**Activity**.
Restate all of the data exactly.

**Exercise material**.
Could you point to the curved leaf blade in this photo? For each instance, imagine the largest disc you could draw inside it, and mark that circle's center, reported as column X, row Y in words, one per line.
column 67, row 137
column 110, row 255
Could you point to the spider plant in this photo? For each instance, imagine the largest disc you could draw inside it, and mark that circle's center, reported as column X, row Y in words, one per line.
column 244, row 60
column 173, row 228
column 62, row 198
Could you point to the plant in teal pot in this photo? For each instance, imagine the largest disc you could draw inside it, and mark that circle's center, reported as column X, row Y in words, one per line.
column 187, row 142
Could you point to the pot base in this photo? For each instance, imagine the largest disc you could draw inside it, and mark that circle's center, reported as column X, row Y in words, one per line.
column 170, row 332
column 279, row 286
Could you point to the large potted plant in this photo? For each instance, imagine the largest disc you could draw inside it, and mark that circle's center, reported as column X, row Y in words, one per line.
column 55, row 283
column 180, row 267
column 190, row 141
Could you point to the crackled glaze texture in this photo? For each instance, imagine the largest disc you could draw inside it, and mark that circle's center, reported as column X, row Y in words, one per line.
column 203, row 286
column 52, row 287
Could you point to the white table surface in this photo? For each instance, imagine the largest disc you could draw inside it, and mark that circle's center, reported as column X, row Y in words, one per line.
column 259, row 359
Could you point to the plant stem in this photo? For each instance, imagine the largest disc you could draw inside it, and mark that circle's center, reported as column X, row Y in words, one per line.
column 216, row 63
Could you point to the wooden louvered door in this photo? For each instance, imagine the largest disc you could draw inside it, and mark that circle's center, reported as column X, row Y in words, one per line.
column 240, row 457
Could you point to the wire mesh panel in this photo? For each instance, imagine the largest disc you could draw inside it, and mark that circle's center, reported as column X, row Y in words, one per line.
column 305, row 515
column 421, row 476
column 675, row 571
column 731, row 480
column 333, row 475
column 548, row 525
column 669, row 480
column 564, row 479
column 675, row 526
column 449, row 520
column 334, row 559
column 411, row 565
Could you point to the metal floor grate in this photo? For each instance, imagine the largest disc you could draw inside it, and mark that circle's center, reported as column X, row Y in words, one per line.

**Answer to the exercise**.
Could you point to the curved leaf blade in this photo? For each instance, imagine the largest disc you could draw inside it, and mark that circle's center, reported as column X, row Y in words, one per line.
column 67, row 137
column 110, row 255
Could you point to the spider plant in this photo? For each instance, imagine the largest disc you could draw inside it, and mark that circle's center, reported as column X, row Y in words, one per line.
column 244, row 60
column 173, row 228
column 62, row 198
Could you point to the plant in teal pot in this photo? For each instance, imagine the largest disc you could draw inside it, and mark that circle's center, reported as column X, row Y in words, one per line.
column 187, row 142
Could you point to the pot base in this photo? For each instance, imagine the largest disc you could draw inside it, and mark that circle's center, reported as column X, row Y in words, one per line.
column 170, row 332
column 279, row 286
Could you point to the large potted plant in this photo? For each instance, imagine the largest disc you could draw inside it, and mark that circle's center, reported as column X, row Y in words, one per line.
column 55, row 283
column 180, row 267
column 190, row 141
Could you point to the crackled glaze texture in this photo? For each instance, imagine the largest disc you could draw inside it, and mark that circle's center, reported as column X, row Y in words, one per line.
column 203, row 286
column 52, row 287
Could you point to the white table surface in this photo? For each instance, imagine the largest disc you could draw inside it, and mark that circle's center, reported as column X, row Y in words, one per line.
column 259, row 359
Could you point to the plant stem in this photo? For each instance, imagine the largest disc you could draw inside it, and mark that circle's center, reported as column X, row Y in words, one per line.
column 216, row 63
Could you point to the wooden louvered door in this photo? For each instance, imagine the largest disc you could draw inside it, and mark that circle's center, reported as column X, row Y in words, one per line.
column 240, row 457
Could you point to the wire mesh panel in this photo? For each instance, imagine the largest disc you could draw inside it, and mark that circle's center, reported as column X, row Y in words, one per line.
column 305, row 515
column 421, row 476
column 675, row 571
column 731, row 480
column 333, row 475
column 548, row 525
column 669, row 480
column 564, row 479
column 675, row 526
column 449, row 520
column 334, row 559
column 411, row 565
Could you point to the metal floor grate in this photo? For each instance, imagine the largest disc you could draw inside it, and mark that circle's center, reported as column X, row Y in words, one per line.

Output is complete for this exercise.